━━━━━ SUPPLIED ENTRIES

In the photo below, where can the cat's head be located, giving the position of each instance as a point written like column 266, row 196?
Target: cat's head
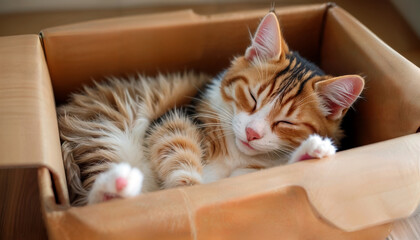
column 278, row 98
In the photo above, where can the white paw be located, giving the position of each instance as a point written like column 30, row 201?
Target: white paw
column 313, row 147
column 179, row 178
column 120, row 181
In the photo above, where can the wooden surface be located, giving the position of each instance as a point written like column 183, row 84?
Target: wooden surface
column 20, row 207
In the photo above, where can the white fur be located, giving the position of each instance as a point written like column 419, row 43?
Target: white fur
column 178, row 176
column 105, row 183
column 315, row 146
column 242, row 171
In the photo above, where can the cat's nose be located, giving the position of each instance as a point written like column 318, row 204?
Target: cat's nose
column 251, row 134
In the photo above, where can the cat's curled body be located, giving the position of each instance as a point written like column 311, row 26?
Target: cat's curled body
column 268, row 108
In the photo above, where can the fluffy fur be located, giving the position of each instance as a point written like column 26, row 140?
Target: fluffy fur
column 270, row 107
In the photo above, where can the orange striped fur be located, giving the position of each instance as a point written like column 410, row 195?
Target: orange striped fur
column 252, row 116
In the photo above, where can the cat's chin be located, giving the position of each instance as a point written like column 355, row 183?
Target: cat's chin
column 246, row 148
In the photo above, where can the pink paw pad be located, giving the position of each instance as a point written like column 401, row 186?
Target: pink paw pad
column 120, row 183
column 305, row 157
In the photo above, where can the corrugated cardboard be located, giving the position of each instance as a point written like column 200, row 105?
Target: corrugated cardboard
column 353, row 195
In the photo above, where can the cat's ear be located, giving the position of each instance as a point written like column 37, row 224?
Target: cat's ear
column 266, row 43
column 339, row 94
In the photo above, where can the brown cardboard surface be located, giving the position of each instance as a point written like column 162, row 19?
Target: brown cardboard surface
column 315, row 198
column 78, row 53
column 390, row 106
column 29, row 131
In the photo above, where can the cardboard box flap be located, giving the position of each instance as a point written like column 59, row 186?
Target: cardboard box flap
column 147, row 44
column 28, row 123
column 390, row 106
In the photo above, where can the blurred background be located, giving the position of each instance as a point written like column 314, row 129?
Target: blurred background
column 397, row 22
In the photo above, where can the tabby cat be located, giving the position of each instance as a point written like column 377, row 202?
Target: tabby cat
column 270, row 107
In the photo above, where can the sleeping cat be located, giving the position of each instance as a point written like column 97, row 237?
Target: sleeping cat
column 270, row 107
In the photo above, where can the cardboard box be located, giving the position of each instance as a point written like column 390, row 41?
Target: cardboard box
column 353, row 195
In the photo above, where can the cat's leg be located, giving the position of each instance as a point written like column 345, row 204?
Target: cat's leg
column 119, row 181
column 313, row 147
column 175, row 151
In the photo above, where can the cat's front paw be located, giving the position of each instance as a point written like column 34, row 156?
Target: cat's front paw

━━━━━━━━━━

YOUR INSTRUCTIONS:
The number alone is wanted: how many lines of the records above include the string "front".

RESPONSE:
2